*WHAT IS BEING ASKED:* Repeat verbatim the stretch of rows from the line containing "Where can the building" through the end of the rows, with both ends included.

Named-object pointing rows
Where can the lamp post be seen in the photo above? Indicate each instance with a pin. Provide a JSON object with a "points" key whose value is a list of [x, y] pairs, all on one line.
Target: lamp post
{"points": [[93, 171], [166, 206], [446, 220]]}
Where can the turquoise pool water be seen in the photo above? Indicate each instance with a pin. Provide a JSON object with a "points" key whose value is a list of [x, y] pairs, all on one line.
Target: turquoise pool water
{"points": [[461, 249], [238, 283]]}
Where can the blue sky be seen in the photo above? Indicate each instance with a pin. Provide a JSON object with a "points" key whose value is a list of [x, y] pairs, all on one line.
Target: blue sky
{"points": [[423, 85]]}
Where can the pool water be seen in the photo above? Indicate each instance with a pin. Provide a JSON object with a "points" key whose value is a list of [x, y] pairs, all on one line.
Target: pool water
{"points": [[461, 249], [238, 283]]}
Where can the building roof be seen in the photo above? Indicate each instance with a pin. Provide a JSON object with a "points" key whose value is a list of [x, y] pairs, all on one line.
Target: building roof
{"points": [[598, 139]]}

*EXERCISE RESULT:*
Where can the building roof be seen in the photo above? Indicate each instance with a pin. Provide a JSON object with a "points" key whose value is a list of [x, y] pairs, all on one line.
Target: building roof
{"points": [[598, 139]]}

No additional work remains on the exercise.